>> Begin

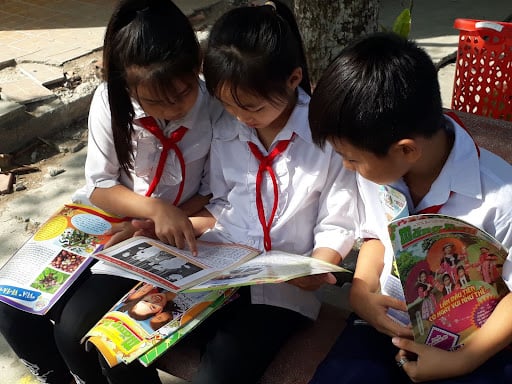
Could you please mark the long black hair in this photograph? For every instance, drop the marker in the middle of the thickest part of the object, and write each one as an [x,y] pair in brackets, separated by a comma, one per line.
[256,49]
[150,43]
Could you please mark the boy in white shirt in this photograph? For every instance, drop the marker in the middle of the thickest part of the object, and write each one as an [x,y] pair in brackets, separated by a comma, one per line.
[379,105]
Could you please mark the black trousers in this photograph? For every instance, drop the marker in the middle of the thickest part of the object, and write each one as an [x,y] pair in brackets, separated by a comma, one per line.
[50,345]
[237,344]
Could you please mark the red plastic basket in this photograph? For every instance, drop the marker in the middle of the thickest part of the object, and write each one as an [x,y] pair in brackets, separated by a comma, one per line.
[483,72]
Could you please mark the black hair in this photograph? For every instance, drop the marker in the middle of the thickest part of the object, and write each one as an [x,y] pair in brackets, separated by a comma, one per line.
[380,89]
[150,43]
[255,49]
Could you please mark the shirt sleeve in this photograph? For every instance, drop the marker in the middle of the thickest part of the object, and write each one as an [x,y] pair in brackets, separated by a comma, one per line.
[101,166]
[337,212]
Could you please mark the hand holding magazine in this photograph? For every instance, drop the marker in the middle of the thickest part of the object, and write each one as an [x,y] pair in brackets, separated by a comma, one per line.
[451,274]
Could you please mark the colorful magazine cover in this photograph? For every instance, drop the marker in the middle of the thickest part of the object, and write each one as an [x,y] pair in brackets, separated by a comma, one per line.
[39,273]
[451,274]
[143,318]
[158,350]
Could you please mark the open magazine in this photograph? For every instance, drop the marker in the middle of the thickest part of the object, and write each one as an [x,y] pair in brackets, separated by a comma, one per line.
[149,317]
[450,271]
[217,265]
[39,273]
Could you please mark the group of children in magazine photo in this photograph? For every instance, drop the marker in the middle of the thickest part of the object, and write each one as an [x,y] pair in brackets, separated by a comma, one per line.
[197,153]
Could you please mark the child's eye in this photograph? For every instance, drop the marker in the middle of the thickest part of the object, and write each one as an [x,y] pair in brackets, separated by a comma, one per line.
[255,109]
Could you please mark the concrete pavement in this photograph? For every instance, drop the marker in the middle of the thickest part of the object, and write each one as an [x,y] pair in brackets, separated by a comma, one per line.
[53,32]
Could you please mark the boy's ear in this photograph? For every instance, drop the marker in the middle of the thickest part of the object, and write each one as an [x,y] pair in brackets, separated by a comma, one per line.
[409,150]
[295,78]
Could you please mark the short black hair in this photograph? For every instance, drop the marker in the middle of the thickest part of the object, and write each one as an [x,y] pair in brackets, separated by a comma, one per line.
[380,89]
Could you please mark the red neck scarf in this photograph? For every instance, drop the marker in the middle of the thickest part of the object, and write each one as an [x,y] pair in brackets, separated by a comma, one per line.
[266,166]
[168,143]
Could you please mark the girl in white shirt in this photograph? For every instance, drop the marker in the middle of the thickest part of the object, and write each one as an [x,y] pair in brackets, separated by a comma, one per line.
[152,89]
[299,200]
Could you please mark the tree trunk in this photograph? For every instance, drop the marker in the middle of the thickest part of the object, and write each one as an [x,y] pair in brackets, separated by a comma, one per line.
[328,25]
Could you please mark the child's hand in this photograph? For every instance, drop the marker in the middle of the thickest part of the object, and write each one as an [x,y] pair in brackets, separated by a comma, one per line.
[373,308]
[431,363]
[119,231]
[144,227]
[313,282]
[172,226]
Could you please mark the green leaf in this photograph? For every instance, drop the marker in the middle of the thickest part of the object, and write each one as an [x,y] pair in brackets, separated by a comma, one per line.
[402,24]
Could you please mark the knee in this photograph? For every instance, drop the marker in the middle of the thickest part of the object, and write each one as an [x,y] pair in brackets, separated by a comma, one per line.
[348,371]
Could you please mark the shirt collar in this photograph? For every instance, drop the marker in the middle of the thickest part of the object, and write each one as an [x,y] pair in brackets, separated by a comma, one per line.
[460,173]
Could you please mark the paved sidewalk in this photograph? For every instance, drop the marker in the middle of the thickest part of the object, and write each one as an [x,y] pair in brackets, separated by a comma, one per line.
[49,33]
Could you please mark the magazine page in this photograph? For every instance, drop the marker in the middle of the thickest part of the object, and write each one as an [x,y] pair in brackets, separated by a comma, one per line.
[394,204]
[142,319]
[37,275]
[172,268]
[158,350]
[451,275]
[269,267]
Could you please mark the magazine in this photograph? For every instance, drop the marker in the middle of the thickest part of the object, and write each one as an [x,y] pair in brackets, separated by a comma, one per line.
[450,271]
[158,350]
[39,273]
[230,264]
[268,267]
[145,317]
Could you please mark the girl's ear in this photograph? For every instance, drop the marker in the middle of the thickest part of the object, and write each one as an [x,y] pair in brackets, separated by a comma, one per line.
[408,149]
[295,78]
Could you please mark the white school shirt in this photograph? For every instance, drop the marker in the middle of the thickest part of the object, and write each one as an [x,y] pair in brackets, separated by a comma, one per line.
[316,199]
[482,196]
[102,167]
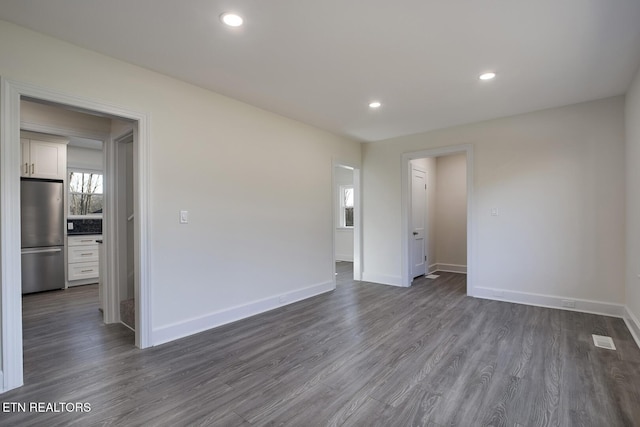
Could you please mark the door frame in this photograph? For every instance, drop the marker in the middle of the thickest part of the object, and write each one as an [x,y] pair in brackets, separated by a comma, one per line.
[410,219]
[406,210]
[357,218]
[11,91]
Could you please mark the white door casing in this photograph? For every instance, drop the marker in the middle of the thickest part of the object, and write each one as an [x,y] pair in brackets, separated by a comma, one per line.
[418,221]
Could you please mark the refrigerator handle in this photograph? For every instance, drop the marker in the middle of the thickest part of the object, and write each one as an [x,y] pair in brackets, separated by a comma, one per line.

>> End

> _WHAT THE TASK ASKS_: From the line containing "Could you please mark the paved" through the end of the entries, quote each line exactly and nothing else, excluding all pictures.

> _FULL SOLUTION_:
Could you please mark the paved sidewalk in this photograph? For every instance, drop the marker in the middle of the thickest part of the object, and write each one as an [x,y] pair in brackets, separated by a comma, one per line.
[49,33]
Could you please mark the magazine page in this photograph? For every instance, drop the marker in the middle of the thickest part of the object, and write each one as an [x,y] pair in brackets, separated by a comma, one per line.
[394,204]
[142,319]
[37,275]
[172,268]
[158,350]
[451,275]
[269,267]
Could you please mark the magazine in this photograph? For every instance, drop the marker in the middle of the thickest part of the object, and write each one as an [x,y] pair in brackets, separated by a comma, one per line.
[450,271]
[158,350]
[39,273]
[230,264]
[268,267]
[145,317]
Could you please mark the girl's ear in this photograph? For every instance, drop the marker in the middle of the thickest part of the object, and write each one as an [x,y] pair in brackets, separated by a comma, one per line.
[408,149]
[295,78]
Could you please mark the white school shirt in this photograph? For every instance, drop the marker in the middle of the thickest part of the object, and write each one as an [x,y] pair in brackets, separated by a comma, one per line.
[316,199]
[482,196]
[102,167]
Could you please mark the door frame in this photograph? For every instance, drop the marker in the middle of the thickest part of the object, and write each one as an [x,y] pair in brackets, separated by a comma, one per line.
[410,219]
[406,210]
[357,218]
[11,91]
Could you please mark the white door casing in this photograph? For every instance, drop the marker in the middle of the thickest part of the object, and write each one as an [x,y] pair in brackets, separated by a comma, one per line.
[418,221]
Could you please mark the refrigerator handle in this photograph? For every instance, drop the marker in the middle of the thickest part of the object, and write each one as an [x,y] pair in brackets, separated by a comma, one per line.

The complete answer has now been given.